TEKS BACAAN –
◇ ◇ ◇

BAB HAL-HAL YANG MEMBATALKAN SHOLAT

(Fasal) menjelaskan hal-hal yang membatalkan sholat.

(فَصْلٌ) فِيْ عَدَدِ مُبْطِلَاتِ الصَّلَاةِ
Sesuatu yang membatalkan sholat ada sebelas perkara.

وَالَّذِيْ يُبْطِلُ الصَّلَاةَ أَحَدَ عَشَرَ شَيْأً
Yaitu berbicara secara sengaja dengan kata-kata yang layak digunakan untuk berbicara di antara anak Adam, baik berhubungan dengan kemaslahatan sholat ataupun tidak.

الْكَلَامُ عَمْدًا) الصَّالِحُ لِخِطَابِ الْآدَمِيِّيْنَ سَوَاءٌ تَعَلَّقَ بِمَصْلَحَةِ الصَّلَاةِ أَوْ لاَ
(kedua) gerakan yang banyak dan terus menerus seperti tiga jangkahan, dengan sengaja ataupun lupa.

(وَالْعَمَلُ الْكَثِيْرُ) الْمُتَوَالِيْ كَثَلَاثِ خَطَوَاتٍ عَمْدًا كَانَ ذَلِكَ أَوْ سَهْوًا
Sedangkan gerakan badan yang sedikit, maka tidak sampai membatalkan sholat.

◇ ◇ ◇

[Data anotasi lokasi objek]
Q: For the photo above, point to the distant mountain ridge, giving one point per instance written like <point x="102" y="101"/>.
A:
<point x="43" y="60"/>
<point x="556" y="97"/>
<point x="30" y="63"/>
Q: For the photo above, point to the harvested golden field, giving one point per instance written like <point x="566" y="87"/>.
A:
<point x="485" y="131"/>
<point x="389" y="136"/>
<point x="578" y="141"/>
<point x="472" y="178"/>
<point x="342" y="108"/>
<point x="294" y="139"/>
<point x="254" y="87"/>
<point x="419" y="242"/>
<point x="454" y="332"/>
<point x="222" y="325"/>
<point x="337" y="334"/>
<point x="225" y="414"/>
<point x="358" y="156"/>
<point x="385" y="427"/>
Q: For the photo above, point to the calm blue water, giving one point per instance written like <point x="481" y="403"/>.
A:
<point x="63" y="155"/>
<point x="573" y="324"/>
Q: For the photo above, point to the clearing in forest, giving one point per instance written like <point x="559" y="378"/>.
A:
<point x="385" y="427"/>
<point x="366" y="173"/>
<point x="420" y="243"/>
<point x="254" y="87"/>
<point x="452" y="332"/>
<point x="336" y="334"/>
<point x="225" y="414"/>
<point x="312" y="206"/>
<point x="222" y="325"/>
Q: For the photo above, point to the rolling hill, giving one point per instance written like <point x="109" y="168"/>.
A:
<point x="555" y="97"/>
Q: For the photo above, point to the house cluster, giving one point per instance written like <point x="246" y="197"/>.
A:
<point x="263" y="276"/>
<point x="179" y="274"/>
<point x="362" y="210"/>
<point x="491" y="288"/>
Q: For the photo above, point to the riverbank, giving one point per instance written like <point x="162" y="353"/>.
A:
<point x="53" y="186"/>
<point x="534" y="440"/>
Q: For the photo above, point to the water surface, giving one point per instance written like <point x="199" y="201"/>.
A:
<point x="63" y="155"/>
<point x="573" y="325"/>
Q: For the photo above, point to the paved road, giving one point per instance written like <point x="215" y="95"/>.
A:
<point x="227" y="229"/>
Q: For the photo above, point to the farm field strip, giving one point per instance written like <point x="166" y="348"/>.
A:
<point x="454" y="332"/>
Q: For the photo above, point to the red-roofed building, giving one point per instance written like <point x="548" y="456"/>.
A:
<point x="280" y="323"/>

◇ ◇ ◇

YANG DIKERJAKAN –
Tuliskan kembali seluruh bagian teks tentang pembatal sholat, mulai dari "(وَالْعَمَلُ الْكَثِيْرُ) الْمُتَوَالِيْ" sampai ke "sampai membatalkan sholat.".

JAWABAN LATIHAN –
(وَالْعَمَلُ الْكَثِيْرُ) الْمُتَوَالِيْ كَثَلَاثِ خَطَوَاتٍ عَمْدًا كَانَ ذَلِكَ أَوْ سَهْوًا
Sedangkan gerakan badan yang sedikit, maka tidak sampai membatalkan sholat.